* AUFGABEN *
1/ Schreiben Sie aus dem Text über Obersendling alles von „Obersendlings Metamorphose“ bis hinunter zu „Wohn- und Dienstleistungsgebiet.“ wortgetreu ab.
2/ Setzen Sie den Text über den Wandel Obersendlings im Anschluss an seinen letzten Satz fort.

* TEXTAUSZUG *
▬▬▬▬▬▬

Obersendlings Metamorphose

Ehemals war das Industriegebiet von Obersendling die Werkbank von München. Siemens bestimmte lange Zeit das Viertel. Nach dem vollständigen Wegzug des Weltkonzerns durchläuft Obergiesing einen radikalen, aber spannenden Wandel zum Wohn- und Dienstleistungsgebiet.

 

Obwohl „Sentlinga“ bereits zur Zeit Karls der Großen erwähnt wurde, gab es Anfang des 19. Jahrhunderts im Gegensatz zu den nördlich gelegenen Reihendörfer an der westlichen Isarhangkante Mitter- und Untersendling in Obersendling nur sieben Wohnhäuser. Dann setzte um 1890 wie aus dem Nichts dort die Industrialisierung ein.

▬▬▬▬▬▬

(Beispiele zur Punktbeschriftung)
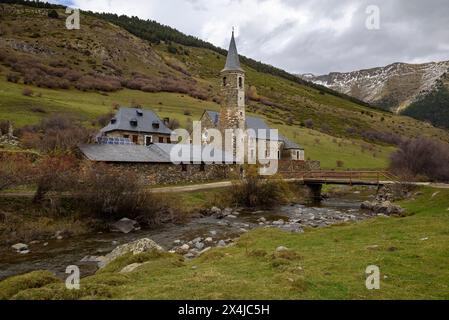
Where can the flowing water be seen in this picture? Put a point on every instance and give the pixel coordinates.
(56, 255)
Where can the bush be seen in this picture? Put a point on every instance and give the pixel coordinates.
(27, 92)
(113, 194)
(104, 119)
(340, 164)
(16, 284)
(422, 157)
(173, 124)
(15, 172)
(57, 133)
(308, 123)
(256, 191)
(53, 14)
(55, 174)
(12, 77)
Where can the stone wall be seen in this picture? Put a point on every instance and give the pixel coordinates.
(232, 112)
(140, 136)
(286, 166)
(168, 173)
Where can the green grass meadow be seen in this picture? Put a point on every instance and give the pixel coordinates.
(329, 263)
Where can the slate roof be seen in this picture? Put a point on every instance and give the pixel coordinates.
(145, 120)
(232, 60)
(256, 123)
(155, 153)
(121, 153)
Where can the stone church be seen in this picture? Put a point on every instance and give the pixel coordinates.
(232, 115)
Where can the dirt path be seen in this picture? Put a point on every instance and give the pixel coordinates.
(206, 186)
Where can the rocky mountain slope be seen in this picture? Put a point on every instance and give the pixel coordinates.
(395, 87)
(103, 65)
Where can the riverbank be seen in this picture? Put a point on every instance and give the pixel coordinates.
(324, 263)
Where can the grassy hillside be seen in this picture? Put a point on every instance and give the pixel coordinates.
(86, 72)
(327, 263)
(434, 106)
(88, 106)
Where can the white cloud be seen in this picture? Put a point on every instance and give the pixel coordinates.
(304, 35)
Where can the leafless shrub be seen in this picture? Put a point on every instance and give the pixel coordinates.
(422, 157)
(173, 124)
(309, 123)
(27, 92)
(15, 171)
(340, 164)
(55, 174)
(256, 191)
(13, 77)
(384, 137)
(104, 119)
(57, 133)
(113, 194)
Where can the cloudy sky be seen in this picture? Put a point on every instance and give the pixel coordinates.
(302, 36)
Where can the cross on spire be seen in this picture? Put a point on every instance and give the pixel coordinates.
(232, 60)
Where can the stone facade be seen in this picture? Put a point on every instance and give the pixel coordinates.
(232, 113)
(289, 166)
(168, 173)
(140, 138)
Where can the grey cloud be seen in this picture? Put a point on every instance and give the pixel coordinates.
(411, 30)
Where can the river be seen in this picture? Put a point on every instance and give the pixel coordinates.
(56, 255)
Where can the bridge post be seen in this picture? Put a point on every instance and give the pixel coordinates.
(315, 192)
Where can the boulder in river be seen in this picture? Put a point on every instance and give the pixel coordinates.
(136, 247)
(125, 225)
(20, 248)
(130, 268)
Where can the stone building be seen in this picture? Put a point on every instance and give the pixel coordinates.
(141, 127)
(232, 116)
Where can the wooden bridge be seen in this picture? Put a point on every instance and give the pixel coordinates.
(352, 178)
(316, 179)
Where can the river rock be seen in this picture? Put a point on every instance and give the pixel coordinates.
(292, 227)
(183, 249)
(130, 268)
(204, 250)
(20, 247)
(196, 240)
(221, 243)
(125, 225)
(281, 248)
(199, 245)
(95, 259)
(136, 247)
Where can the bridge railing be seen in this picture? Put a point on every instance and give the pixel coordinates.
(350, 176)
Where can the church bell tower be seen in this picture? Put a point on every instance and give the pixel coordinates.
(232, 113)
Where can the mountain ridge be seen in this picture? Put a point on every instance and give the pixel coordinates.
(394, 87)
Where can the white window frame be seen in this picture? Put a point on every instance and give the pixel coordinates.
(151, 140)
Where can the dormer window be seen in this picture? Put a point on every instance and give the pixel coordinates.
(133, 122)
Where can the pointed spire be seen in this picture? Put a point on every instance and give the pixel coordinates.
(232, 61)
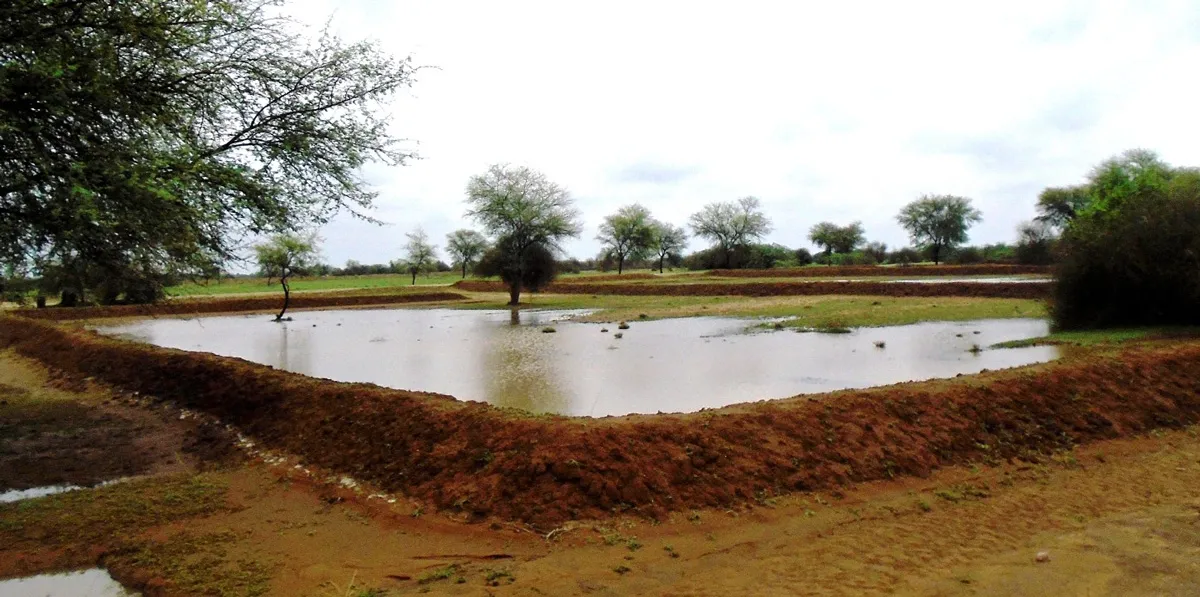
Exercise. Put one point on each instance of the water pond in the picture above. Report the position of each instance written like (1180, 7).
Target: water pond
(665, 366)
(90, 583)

▬▬▬▬▬▬

* ENDERGEBNISSE *
1/
Obersendlings Metamorphose

Ehemals war das Industriegebiet von Obersendling die Werkbank von München. Siemens bestimmte lange Zeit das Viertel. Nach dem vollständigen Wegzug des Weltkonzerns durchläuft Obergiesing einen radikalen, aber spannenden Wandel zum Wohn- und Dienstleistungsgebiet.

2/
Voraussetzung dafür war die bereits 1857 erbaute und durch Obersendling verlaufende Eisenbahnlinie von München nach Holzkirchen. Ausgelöst wurde die Entwicklung Obersendlings vom kleinen Straßendorf zur Werkstatt Münchens aber durch eine der bedeutendsten Unternehmerpersönlichkeiten der Stadt, Jakob Heilmann. Als armer Handwerkersohn hatte Heilmann zunächst Architektur in der Baugewerkschule in München, am Züricher Polytechnikum und bei Martin Gropius  an der Berliner Bauakademie studiert, dann zunächst als Angestellter und später als Unternehmer in Bayern Eisenbahnen gebaut. 1888 gründete der 42-jährige Heilmann mit seinem Freund, dem Bankier Wilhelm von Finck, die Isarwerke, die mit dem 1894 in eröffneten Wasserkraftwerk Höllriegelskreuth das erste regionale Elektrizitätsversorgungsunternehmen in Deutschland war. Ursprünglich sollte damit München mit Strom versorgt werden, doch die Stadtväter lehnten eine Beteilung am Kraftwerk wegen „des hohen Risikos“ ab, weshalb zunächst das Dorf Thalkirchen mit dem dazugehörenden Obersendling sowie Pullach und Prinz-Ludwigshöhe mit Strom versorgt wurden.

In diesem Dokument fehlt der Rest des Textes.